Исходный текст -
>>>

Вход/Регистрация
Лекции по философии литературы
вернуться

Амелин Григорий

Шрифт:

Вернемся к строчке “у окуня ли ёкнут плавники”. Допустим, вам на сцене надо представить такого окуня. Плывущего окуня с екающими плавниками. Разыграть этот образ только своим телом и своей игрой. Чтобы не просто реализовались значения слов “окунь”, “плыть”, “екнувший”, а получала существование вся эта совершенно непредставимая картина. И что тогда существует на сцене? Звуковой строй этой картины, ставший образом движения. Бергсон говорил, что форма есть набросок движения. Звуковая форма этого стиха должна быть проектом, наброском и схемой моего движения на сцене. Я должен двигаться так, как звучит этот стих. Я должен передать не содержание стиха, а его фоническое выражение. В пластике я должен выразить развертывание звуковой материи. И только тогда стих есть. И зритель поверит, что это тот самый пастернаковский окунь. И не забудьте, что он должен чувствовать, что этот окунь к тому же – сценический укол екающего, дрогнувшего сердца. Да я только и буду изображать то, что ни при каких обстоятельствах изобразить нельзя. А через мое тело и мою игру это есть.

Сам по себе текст того же “Гамлета” (не проецируйте это пока на Анненского!) не содержит понимания. Поэтому необходимо своеобразное изображение изображения. И мы понимаем слова Шекспира не путем переноса (и повтора) содержания значений, а рождением нового (здесь никакой повтор невозможен!) опыта сознания. Это должно родиться, чтобы быть понятым.

Но что значит изображение изображения? Нет театра без театральности, нет литературы без литературности. То есть нет игры, которая сама не указывала бы на то, что это – игра. Актер не может и не должен стирать свою игру до нуля, чтобы перед зрителем непосредственно возникало то, что он изображает. Это чушь. У Пушкина есть такие строки: “Над вымыслом слезами обольюсь…” Казалось бы, если вымысел – чего тут убиваться, не реальность ведь? А тут полнейшая искренность переживания, которая не стирает условности образа, наоборот – знает, что это выдумка, враки, но впадает в реальность своего переживания. “Вот настоящее искусство актера: быть истинным до обмана или обманчивым до истины” (Вяземский). Но что актер на сцене тогда изображает? Да то, что изобразить нельзя. Это всегда что-то другое по отношению к изображению. И само изображение в процессе изображения должно в то же время указывать на само себя как на изображение того, что изобразить нельзя.

<<<

Выдержка из данных -
>>>

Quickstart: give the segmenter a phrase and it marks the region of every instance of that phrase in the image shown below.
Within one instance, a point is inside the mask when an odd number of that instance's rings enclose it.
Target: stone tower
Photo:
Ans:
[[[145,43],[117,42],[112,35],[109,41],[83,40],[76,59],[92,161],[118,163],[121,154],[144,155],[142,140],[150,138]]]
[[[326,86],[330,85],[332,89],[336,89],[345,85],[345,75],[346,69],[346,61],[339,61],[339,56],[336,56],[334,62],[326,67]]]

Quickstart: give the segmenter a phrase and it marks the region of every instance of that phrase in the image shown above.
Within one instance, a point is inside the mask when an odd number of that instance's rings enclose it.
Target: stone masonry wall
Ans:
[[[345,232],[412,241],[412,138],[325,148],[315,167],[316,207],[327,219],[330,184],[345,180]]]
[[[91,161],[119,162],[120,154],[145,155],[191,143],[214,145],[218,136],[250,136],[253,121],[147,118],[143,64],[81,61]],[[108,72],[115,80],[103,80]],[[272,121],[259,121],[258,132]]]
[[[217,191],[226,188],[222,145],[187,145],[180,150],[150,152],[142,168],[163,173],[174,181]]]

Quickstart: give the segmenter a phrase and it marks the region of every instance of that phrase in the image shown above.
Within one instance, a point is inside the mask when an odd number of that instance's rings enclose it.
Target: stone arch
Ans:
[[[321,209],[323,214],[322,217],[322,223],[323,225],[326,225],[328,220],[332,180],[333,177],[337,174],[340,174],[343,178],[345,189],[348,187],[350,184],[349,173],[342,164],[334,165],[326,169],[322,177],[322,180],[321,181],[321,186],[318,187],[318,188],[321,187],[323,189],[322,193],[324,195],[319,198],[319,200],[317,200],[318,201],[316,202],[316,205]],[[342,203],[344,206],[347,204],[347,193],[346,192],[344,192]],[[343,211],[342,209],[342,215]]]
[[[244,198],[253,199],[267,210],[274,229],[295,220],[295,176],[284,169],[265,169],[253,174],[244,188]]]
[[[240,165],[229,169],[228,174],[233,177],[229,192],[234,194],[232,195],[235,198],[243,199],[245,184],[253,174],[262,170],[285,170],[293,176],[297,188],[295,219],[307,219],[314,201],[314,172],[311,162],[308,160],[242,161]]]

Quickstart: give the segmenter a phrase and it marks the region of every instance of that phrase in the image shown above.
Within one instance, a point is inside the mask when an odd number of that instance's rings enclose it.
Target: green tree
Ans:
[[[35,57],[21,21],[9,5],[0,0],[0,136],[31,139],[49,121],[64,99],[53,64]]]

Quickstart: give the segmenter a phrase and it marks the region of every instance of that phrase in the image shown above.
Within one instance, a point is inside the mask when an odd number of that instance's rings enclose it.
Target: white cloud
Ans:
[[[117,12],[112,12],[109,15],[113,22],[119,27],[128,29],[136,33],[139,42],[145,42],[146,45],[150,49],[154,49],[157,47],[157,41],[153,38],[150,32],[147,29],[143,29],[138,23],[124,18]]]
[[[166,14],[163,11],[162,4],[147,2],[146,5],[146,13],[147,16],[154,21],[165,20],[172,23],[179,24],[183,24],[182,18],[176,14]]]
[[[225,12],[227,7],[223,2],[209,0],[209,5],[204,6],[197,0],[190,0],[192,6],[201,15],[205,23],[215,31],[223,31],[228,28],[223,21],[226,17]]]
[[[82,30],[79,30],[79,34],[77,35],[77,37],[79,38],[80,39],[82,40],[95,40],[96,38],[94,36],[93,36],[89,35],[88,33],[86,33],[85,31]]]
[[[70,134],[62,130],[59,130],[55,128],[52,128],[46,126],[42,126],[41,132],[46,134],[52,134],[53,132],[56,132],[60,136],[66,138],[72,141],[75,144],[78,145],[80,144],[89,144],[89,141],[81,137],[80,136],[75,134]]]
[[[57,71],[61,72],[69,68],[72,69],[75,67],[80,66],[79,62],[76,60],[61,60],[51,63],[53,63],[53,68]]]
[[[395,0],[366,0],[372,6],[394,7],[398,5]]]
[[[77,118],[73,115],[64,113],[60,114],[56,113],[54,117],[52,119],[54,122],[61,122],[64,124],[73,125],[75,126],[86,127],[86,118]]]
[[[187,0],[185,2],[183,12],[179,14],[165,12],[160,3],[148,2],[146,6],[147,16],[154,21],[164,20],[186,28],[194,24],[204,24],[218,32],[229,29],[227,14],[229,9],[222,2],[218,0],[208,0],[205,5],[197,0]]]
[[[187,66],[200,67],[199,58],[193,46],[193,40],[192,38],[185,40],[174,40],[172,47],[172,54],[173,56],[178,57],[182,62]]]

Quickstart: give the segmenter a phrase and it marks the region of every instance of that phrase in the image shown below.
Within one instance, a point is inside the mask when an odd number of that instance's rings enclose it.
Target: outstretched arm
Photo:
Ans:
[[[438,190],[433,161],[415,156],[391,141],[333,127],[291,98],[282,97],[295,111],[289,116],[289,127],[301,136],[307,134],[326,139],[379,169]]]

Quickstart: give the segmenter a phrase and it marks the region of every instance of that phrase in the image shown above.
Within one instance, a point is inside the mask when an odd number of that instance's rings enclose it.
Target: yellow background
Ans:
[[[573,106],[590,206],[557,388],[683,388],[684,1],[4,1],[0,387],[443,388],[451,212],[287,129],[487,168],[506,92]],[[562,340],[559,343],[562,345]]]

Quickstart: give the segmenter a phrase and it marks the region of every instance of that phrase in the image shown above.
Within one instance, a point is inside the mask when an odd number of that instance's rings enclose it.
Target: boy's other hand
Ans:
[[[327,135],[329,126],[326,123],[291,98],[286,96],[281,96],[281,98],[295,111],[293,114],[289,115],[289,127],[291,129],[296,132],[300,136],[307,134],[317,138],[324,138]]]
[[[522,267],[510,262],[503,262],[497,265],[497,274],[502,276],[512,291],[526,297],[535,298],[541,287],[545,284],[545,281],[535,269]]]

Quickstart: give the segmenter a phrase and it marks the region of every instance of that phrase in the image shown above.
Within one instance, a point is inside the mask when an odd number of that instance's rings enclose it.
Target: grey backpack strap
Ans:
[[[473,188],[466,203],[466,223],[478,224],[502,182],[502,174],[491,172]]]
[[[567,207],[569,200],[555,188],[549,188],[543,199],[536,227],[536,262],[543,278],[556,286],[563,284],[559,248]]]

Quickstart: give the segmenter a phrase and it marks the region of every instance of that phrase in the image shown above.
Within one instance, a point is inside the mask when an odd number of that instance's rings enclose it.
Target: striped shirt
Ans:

<<<

Что нужно сделать - Подхватите, пожалуйста, лекцию по философии литературы и продолжите её сразу после последнего предложения. Строки здесь никак не используются.

Результат выполнения -
Вот все это божественный Анненский и переносит в сам текст шекспировского “Гамлета”, до всякой его сценической постановки. Он не просто читает пьесу, следит за сюжетом, сторонне наблюдает за героями, он – реализует себя в том, что понято. Такое чтение = театральному просмотру. Анненский читает пьесу “Гамлет” как спектакль, разворачивающийся на подмостках его души.

Розанов говорил, что стиль – это то, куда Бог поцеловал вещь. Вы можете увидеть запечатленный поцелуй (засосы не в счет)? Нет. Физически один человек на другом поцелуем ничего не оставляет. Но тот преображается, просветляется настоящим поцелуем, я бы сказал – держится им. Целованного от не целованного видно сразу, не так ли? Это Розанов и называет стилем. Стиль никогда не равен содержанию. Это философская интонация, лирический голос, авторский водяной знак, а они – невидимы, неизобразимы, чисто формальны. Но на них мир стоит.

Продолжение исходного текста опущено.